━━━━━ Texto de lectura ━━━━━

El pasado viernes 6 de junio, la Selección Colombia empató un partido que el país entero esperaba ganar. Jugábamos de local, con el aliento de millones, y un triunfo nos habría asegurado la clasificación. No fue una derrota, pero sí una oportunidad perdida. Más allá del marcador, el empate nos confrontó con una sensación profunda: algo no está funcionando como debería.
Porque en un país tan complejo como Colombia —atravesado por el conflicto, el racismo, el centralismo, el clasismo y la desconfianza— la Selección Colombia es, quizás, el único símbolo identitario de nación que nos une emocionalmente. Pocas cosas logran ese efecto. Ni los partidos políticos, ni la historia patria, ni la educación pública. Y esa fuerza simbólica tiene un potencial enorme… si sabemos leerla.
Cuando la Selección no funciona como equipo, cuando parece que cada quien juega por su lado, eso también dice algo de lo que somos como sociedad. En la cancha vimos individualidades, roces, falta de cohesión. Pero también fuera de ella. Si hubo tropelías en el camerino, si el ego pudo más que el objetivo colectivo, entonces vimos en 90 minutos el reflejo de un país donde la confianza está rota. Jugamos como vivimos: separados.
Y es allí donde la escuela tiene un papel fundamental. Nuestra educación ha sido entrenada para competir, no para colaborar. Se premia al que saca la mejor nota, no al que ayuda a su compañero a entender. Se forma para el logro individual, no para el éxito colectivo. Ese modelo educativo también está fracasando, y la Selección lo demuestra: se puede tener talento, pero sin equipo, no se gana.
Eduardo Galeano decía que el fútbol podía ser una herramienta educativa y política. Y tenía razón. Aunque hoy el fútbol está capturado por intereses económicos, no debemos olvidar que su origen es obrero y popular. Nació en los márgenes, entre trabajadores, como un ejercicio de comunidad, dignidad y resistencia.

━━━━━

→ Aplica lo leído:
1. Reproduce literalmente el fragmento del texto sobre la Selección Colombia que va de "Eduardo Galeano decía" a "dignidad y resistencia.".
2. Según el texto sobre la Selección Colombia, ¿qué decía Eduardo Galeano que podía ser el fútbol?
3. Prolonga el texto sobre la Selección Colombia y la educación a partir del punto en que termina.
Los registros no hacen falta para nada de esto.

━━━━━ Sección de datos ━━━━━

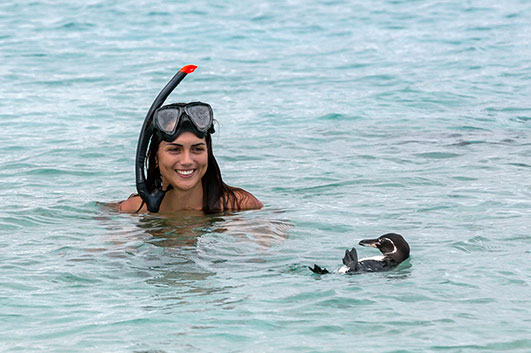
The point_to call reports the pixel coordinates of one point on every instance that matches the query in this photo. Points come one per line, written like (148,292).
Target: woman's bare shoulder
(132,204)
(247,201)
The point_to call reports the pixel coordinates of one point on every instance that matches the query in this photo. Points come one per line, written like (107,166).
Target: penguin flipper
(351,259)
(318,270)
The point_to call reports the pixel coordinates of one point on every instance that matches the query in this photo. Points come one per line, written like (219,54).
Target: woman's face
(183,162)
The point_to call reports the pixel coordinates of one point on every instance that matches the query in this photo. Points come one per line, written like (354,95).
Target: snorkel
(154,199)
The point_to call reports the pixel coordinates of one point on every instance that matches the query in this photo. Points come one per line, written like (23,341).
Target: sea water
(348,119)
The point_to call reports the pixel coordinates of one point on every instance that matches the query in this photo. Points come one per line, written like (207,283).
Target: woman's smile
(185,173)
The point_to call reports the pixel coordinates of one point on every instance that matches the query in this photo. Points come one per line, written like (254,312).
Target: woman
(181,163)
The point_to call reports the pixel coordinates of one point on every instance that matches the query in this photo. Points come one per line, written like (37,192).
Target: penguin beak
(373,243)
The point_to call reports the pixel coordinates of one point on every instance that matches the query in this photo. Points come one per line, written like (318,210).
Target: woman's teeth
(185,172)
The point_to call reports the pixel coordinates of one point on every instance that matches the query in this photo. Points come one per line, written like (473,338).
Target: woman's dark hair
(217,196)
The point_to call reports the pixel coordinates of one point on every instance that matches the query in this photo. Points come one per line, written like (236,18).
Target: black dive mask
(171,120)
(154,198)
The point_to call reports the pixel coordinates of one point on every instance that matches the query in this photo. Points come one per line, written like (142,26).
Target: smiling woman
(180,160)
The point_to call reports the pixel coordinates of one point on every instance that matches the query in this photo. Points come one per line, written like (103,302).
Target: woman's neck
(179,200)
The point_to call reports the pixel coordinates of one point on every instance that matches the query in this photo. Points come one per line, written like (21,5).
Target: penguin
(394,248)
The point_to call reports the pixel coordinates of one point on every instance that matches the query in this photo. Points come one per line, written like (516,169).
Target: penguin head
(393,246)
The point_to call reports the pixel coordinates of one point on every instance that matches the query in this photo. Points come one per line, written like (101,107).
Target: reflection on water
(186,228)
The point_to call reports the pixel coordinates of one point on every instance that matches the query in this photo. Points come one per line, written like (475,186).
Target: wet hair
(217,196)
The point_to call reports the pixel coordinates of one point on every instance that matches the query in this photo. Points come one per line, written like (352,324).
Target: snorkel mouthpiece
(154,198)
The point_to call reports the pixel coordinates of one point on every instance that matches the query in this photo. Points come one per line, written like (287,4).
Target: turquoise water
(348,120)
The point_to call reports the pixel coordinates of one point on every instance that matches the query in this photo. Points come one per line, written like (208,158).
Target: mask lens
(167,120)
(201,115)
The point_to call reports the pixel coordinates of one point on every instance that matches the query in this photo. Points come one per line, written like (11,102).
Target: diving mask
(170,120)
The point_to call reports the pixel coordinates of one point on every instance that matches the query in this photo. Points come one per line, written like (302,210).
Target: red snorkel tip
(188,69)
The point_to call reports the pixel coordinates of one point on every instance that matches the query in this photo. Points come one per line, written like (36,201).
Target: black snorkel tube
(154,199)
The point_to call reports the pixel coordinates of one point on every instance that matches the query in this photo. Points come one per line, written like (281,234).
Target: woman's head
(186,162)
(182,162)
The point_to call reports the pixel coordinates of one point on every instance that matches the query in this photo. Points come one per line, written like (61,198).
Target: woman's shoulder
(246,200)
(133,204)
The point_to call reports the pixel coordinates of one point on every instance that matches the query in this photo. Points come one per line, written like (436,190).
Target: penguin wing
(318,270)
(351,259)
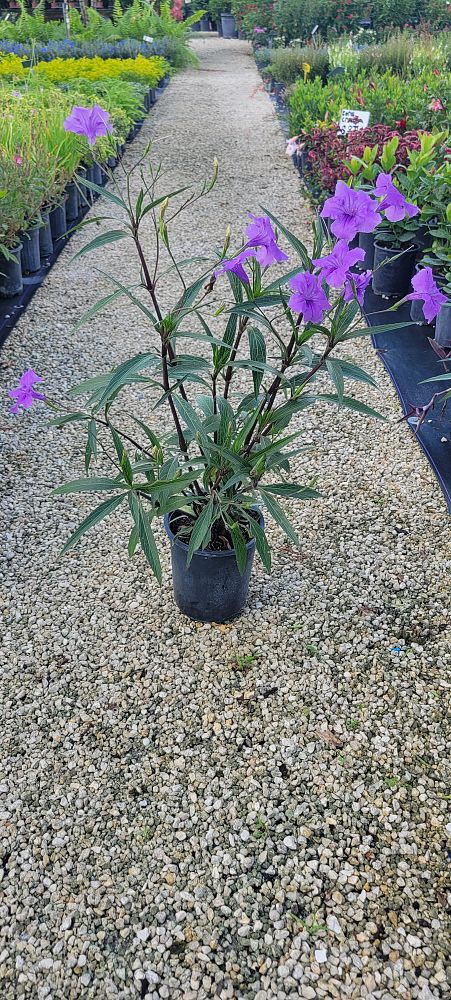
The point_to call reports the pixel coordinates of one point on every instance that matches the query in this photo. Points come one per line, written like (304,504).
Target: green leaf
(257,351)
(292,240)
(148,544)
(384,328)
(100,241)
(261,542)
(119,376)
(336,375)
(68,418)
(200,531)
(104,191)
(239,546)
(133,541)
(96,515)
(97,307)
(279,516)
(351,404)
(292,491)
(94,484)
(91,444)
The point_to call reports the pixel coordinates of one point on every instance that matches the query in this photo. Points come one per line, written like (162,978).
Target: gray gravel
(178,822)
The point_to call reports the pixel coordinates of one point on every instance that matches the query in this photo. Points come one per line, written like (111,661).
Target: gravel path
(177,821)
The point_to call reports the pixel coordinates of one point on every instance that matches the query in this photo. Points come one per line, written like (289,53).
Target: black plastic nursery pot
(72,208)
(443,326)
(58,224)
(417,314)
(45,236)
(97,174)
(228,26)
(393,278)
(211,588)
(11,273)
(31,254)
(366,243)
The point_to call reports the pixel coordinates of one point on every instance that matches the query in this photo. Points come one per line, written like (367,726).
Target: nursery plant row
(407,257)
(49,177)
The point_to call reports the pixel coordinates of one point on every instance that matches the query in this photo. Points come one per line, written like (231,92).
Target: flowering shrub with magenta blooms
(326,149)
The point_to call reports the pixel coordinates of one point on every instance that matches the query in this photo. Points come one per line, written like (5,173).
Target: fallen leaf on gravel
(333,924)
(328,737)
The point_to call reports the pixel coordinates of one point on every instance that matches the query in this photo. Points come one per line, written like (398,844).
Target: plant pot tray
(409,359)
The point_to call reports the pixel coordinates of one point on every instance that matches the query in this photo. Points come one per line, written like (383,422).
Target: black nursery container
(11,274)
(393,278)
(72,208)
(366,243)
(31,254)
(45,236)
(211,588)
(58,223)
(443,326)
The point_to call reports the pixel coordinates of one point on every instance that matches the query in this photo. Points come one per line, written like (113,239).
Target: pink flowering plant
(249,344)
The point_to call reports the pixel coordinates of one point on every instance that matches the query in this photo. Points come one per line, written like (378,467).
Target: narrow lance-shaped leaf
(200,531)
(279,516)
(96,515)
(103,240)
(257,351)
(239,546)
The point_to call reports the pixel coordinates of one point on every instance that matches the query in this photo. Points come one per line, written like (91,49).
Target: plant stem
(229,371)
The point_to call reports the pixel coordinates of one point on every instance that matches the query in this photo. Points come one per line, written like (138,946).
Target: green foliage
(288,64)
(229,449)
(386,96)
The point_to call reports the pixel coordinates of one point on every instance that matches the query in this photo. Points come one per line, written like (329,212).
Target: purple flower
(356,285)
(426,290)
(236,265)
(261,235)
(393,202)
(309,297)
(90,122)
(352,212)
(336,266)
(25,394)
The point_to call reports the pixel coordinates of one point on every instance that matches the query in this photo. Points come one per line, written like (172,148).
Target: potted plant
(228,23)
(223,466)
(12,221)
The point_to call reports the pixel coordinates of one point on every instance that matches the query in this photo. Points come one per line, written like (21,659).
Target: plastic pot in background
(72,207)
(58,225)
(211,588)
(97,170)
(366,243)
(31,254)
(45,236)
(443,326)
(393,278)
(11,274)
(417,314)
(228,26)
(82,191)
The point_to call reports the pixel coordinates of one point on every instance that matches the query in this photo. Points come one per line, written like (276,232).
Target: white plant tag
(351,121)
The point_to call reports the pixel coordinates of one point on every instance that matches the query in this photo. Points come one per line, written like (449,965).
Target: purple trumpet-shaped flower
(336,266)
(356,285)
(393,202)
(426,290)
(25,394)
(308,297)
(352,212)
(262,238)
(235,265)
(90,122)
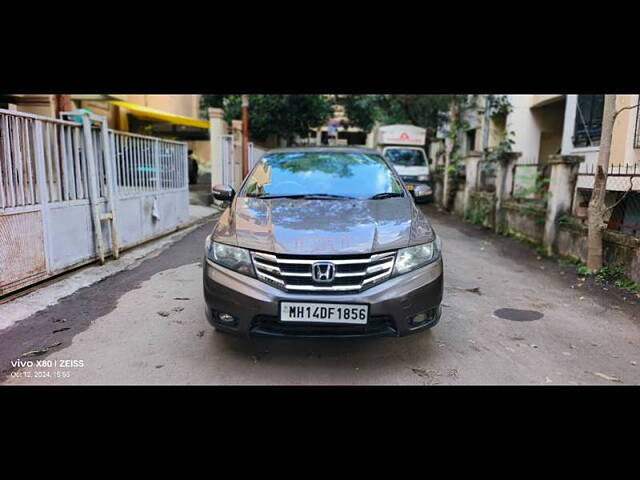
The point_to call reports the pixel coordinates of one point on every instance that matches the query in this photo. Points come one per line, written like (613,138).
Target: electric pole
(245,135)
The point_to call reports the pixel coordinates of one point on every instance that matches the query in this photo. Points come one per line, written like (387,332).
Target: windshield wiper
(305,195)
(380,196)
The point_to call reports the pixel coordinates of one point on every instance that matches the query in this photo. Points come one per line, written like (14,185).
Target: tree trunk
(446,183)
(597,207)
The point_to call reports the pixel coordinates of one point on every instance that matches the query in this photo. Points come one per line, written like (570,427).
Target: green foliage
(499,106)
(581,269)
(282,115)
(427,111)
(479,211)
(497,153)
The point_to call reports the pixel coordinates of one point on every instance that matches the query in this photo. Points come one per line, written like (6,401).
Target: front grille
(353,273)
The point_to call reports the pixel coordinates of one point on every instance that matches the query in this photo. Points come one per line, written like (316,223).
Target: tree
(284,116)
(427,111)
(597,207)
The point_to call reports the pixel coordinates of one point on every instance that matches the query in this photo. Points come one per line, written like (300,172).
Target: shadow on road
(417,348)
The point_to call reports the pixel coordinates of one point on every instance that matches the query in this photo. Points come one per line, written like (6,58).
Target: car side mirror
(223,193)
(422,191)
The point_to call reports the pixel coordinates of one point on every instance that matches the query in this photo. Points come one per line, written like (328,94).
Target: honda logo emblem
(323,271)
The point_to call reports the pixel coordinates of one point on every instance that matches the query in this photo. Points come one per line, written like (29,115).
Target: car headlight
(235,258)
(418,256)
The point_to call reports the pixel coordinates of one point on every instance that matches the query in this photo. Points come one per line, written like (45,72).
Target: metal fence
(623,196)
(73,191)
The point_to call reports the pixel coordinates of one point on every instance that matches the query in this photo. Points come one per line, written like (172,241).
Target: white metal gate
(73,191)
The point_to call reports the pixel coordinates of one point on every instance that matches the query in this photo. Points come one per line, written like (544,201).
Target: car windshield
(322,174)
(406,157)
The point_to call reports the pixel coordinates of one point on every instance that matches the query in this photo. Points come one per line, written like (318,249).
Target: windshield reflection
(341,174)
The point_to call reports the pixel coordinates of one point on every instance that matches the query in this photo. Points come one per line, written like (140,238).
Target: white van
(403,146)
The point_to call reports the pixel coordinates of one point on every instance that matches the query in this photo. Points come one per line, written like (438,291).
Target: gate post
(41,179)
(93,185)
(112,199)
(472,162)
(505,165)
(564,169)
(217,129)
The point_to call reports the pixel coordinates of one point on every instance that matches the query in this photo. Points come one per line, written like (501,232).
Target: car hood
(322,227)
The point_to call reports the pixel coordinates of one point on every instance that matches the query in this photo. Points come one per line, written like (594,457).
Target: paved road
(576,334)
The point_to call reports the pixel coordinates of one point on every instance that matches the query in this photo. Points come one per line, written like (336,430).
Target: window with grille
(588,123)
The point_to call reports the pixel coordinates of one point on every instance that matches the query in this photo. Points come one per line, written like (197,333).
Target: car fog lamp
(226,318)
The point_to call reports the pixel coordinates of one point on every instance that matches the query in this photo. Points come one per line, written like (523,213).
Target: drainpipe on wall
(485,124)
(245,135)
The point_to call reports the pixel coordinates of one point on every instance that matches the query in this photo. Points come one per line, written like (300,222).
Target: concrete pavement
(510,317)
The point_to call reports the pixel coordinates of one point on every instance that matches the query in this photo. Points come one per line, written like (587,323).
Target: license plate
(324,312)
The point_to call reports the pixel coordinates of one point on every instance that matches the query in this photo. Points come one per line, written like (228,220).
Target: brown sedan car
(322,242)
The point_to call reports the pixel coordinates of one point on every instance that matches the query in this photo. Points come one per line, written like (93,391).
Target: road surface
(510,317)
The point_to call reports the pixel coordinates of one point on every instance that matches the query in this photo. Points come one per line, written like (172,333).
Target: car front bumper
(255,304)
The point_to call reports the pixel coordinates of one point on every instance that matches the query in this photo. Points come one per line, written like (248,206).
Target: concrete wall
(525,220)
(622,143)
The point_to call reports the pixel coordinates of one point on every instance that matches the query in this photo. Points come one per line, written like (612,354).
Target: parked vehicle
(322,242)
(403,146)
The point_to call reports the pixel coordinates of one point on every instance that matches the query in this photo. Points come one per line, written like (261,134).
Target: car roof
(325,148)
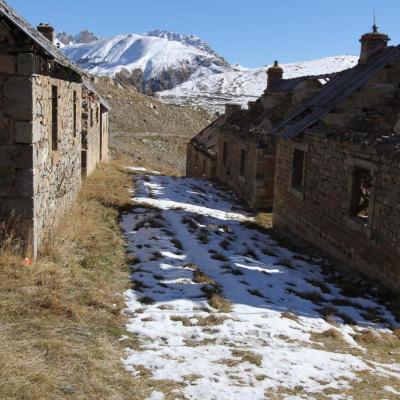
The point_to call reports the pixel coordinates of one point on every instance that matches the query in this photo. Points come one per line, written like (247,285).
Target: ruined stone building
(41,127)
(325,153)
(235,151)
(338,165)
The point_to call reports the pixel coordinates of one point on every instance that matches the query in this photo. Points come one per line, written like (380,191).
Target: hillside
(151,63)
(183,69)
(241,85)
(145,130)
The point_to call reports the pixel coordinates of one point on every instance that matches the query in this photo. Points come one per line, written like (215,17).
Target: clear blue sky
(252,33)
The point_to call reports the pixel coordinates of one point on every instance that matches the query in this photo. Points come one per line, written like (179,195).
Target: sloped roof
(10,14)
(343,85)
(287,85)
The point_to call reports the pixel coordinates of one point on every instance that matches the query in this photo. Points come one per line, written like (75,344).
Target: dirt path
(284,331)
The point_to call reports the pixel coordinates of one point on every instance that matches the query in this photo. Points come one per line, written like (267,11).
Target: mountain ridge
(183,69)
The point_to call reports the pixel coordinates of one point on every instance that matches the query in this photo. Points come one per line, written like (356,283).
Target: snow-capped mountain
(85,36)
(184,69)
(241,85)
(190,40)
(150,62)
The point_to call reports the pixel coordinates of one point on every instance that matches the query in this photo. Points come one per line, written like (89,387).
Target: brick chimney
(231,111)
(372,43)
(275,75)
(47,31)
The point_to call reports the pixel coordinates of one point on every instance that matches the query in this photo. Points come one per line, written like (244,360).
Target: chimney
(275,75)
(372,43)
(47,31)
(231,110)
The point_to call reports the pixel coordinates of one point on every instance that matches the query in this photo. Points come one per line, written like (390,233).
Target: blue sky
(252,32)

━━━━━

→ Respuestas:
1.
Eduardo Galeano decía que el fútbol podía ser una herramienta educativa y política. Y tenía razón. Aunque hoy el fútbol está capturado por intereses económicos, no debemos olvidar que su origen es obrero y popular. Nació en los márgenes, entre trabajadores, como un ejercicio de comunidad, dignidad y resistencia.

2. Una herramienta educativa y política.

3.
Desde allí construyó una narrativa que puede ser usada en nuestras aulas. Ejemplos sobran: la Democracia Corinthiana de Sócrates, que en los años de dictadura en Brasil convirtió a un club en una experiencia democrática radical, donde los jugadores decidían todo colectivamente. O los clubes antisistema en Europa que resisten el negocio global para seguir siendo parte del pueblo.
Porque que el fútbol sea hoy un gran negocio no significa que no pueda ser expropiado simbólicamente por el pueblo. Más aún cuando los salarios del espectáculo deportivo son escandalosamente altos si se comparan con los ingresos de quienes sostienen el bienestar social: médicos, bomberos, maestras y maestros.
La Selección Colombia puede seguir siendo un reflejo de nuestras fracturas, o puede convertirse en una oportunidad pedagógica. Si es lo único que hoy nos une como nación, usemos ese símbolo para enseñar, para formar, para reflexionar. Enseñemos que sin equipo no hay victoria, que sin solidaridad no hay juego, que sin humildad no hay aprendizaje.
El mensaje para las escuelas públicas del Magdalena y del país es claro: formemos comunidades, no solo estudiantes. Formemos equipos, no solo talentos. Si en el aula no se aprende a dialogar, a colaborar, a ceder y a confiar, tampoco se podrá hacerlo en la cancha, ni en la vida.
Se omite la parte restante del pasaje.